> [Passage shown]:
BEGIN

= Leiden Open Variation Database =

Open source database

The Leiden Open Variation Database (LOVD) is a free, flexible web-based open source database developed in the Leiden University Medical Center in the Netherlands, designed to collect and display variants in the DNA sequence. The focus of an LOVD is usually the combination between a gene and a genetic (heritable) disease. All sequence variants found in individuals are collected in the database, together with information about whether they could be causally connected to the disease (i.e. a disease-causing variant or mutation) or not (i.e. a non-disease causing variant). Specialized doctors (clinical geneticists) use LOVDs to diagnose and advise patients carrying a genetic disease. Ideally, if a patient has been screened for mutations and one has been found, information in LOVD can predict the progress of the disease.

In contrast to human genome databases, showing information on all DNA variants, LOVDs include information about the individuals in which the variants were found. This patient information is usually only accessible for registered users.

Currently, LOVD installations worldwide contain more than 515,500 variant observations (124,000 unique variants in 5175 genes) in 162,000 patients.

END

> [Record set]:
BEGIN

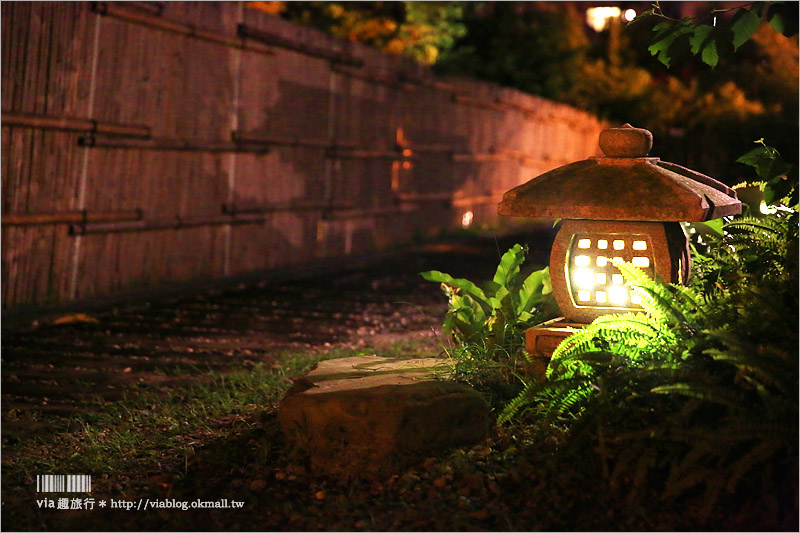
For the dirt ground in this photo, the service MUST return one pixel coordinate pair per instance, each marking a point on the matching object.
(54, 365)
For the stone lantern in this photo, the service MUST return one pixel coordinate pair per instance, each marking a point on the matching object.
(622, 206)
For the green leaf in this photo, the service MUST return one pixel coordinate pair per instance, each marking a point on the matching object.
(702, 41)
(463, 284)
(745, 23)
(669, 34)
(642, 15)
(783, 17)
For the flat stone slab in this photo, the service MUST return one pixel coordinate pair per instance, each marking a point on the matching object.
(372, 416)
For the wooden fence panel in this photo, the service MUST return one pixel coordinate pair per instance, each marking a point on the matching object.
(152, 143)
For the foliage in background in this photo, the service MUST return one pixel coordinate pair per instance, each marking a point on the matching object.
(537, 47)
(487, 324)
(417, 29)
(696, 397)
(700, 117)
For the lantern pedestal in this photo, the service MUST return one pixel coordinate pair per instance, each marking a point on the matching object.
(541, 340)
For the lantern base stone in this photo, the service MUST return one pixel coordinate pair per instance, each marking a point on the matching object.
(541, 340)
(372, 416)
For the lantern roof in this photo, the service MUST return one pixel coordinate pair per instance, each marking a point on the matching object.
(623, 184)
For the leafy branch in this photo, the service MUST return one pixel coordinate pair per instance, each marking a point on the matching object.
(674, 38)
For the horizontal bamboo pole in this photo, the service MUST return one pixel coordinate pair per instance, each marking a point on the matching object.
(242, 137)
(333, 151)
(345, 214)
(161, 224)
(380, 80)
(477, 200)
(477, 102)
(31, 219)
(482, 157)
(233, 209)
(73, 124)
(346, 153)
(167, 143)
(123, 12)
(153, 8)
(432, 197)
(266, 37)
(429, 147)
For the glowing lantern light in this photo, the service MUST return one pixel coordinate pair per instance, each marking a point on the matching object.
(623, 206)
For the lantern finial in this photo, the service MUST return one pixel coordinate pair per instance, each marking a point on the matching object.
(626, 141)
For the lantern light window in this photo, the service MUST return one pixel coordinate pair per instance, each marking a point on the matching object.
(617, 295)
(584, 278)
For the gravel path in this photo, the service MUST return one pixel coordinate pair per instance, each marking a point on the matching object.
(80, 361)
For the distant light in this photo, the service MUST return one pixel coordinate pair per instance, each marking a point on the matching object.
(597, 17)
(617, 295)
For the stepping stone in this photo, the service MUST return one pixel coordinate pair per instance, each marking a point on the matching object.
(372, 416)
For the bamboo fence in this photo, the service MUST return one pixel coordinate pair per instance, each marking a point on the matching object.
(148, 143)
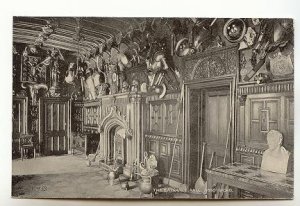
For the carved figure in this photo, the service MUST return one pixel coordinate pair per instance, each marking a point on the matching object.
(275, 159)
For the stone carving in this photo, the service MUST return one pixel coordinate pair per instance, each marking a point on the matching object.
(222, 62)
(275, 159)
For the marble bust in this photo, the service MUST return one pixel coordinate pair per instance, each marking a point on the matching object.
(275, 159)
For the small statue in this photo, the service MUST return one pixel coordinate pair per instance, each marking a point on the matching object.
(135, 86)
(70, 74)
(125, 86)
(275, 159)
(90, 85)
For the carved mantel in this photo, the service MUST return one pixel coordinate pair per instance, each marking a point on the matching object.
(116, 111)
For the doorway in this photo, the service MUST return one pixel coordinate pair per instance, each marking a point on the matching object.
(54, 130)
(207, 120)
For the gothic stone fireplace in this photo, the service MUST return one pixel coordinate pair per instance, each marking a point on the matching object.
(117, 119)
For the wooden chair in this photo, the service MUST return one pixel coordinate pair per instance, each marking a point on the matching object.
(26, 143)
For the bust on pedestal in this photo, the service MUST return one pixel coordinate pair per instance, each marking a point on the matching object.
(275, 159)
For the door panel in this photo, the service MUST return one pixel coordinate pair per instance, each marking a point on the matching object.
(55, 123)
(209, 117)
(217, 118)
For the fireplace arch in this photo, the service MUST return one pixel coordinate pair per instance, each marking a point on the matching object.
(114, 124)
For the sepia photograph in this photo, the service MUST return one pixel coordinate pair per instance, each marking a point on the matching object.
(152, 108)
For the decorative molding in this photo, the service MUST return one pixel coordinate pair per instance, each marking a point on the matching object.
(215, 63)
(277, 87)
(164, 138)
(242, 100)
(249, 150)
(92, 130)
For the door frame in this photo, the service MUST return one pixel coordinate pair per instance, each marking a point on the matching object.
(42, 122)
(229, 80)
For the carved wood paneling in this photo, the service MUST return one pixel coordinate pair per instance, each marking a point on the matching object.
(276, 87)
(262, 112)
(215, 63)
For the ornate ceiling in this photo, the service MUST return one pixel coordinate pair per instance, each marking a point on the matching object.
(93, 31)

END

> [Complete the following]:
a - Answer these from the passage on the Leiden Open Variation Database:
(i) In which institution was the database developed?
(ii) Who can usually access the patient information?
(iii) How many patients do LOVD installations worldwide currently contain?
b - Pick up the passage on the Leiden Open Variation Database after its last sentence and keep writing it.

> [Numbered responses]:
a -
(i) The Leiden University Medical Center in the Netherlands.
(ii) Registered users.
(iii) 162,000 patients.

b -
== Background ==
As the Human Genome Project has completed, the collection and study of all sequence variation between individuals is of increasing importance to understand the relationship between DNA variations and disease. Direct access to up-to-date information on sequence variation is currently provided most efficiently through web-based, gene-centered, locus-specific databases (LSDBs). While over 1600 of these LSDBs exist online, sharing information or combining data of these databases is extremely hard if they are not software-based or use custom software. LOVD is a member of the GEN2PHEN project, a European Commission funded project which aims to unify these LSDBs with each other.
Currently, LOVD installations make out 57% to 90% of all LSDBs.

The LOVD software was developed to create an "LSDB-in-a-Box". It should allow the easy creation and maintenance of a gene sequence variation database using the internet. LOVD is platform-independent and uses PHP and MySQL open source software only. The gene-centered design of the database follows the recommendations of the Human Genome Variation Society (HGVS) and focuses on ease of use and flexibility. The newest LOVD version, released late 2012, also allows to process Next-generation sequencing data, which often results in large numbers of variants found in between genes as well. To ensure the use of unambiguous sequence variant descriptions in newly submitted data, LOVD interacts with Mutalyzer, which applies the HGVS human nomenclature guidelines to check and, if necessary, correct sequence variant descriptions.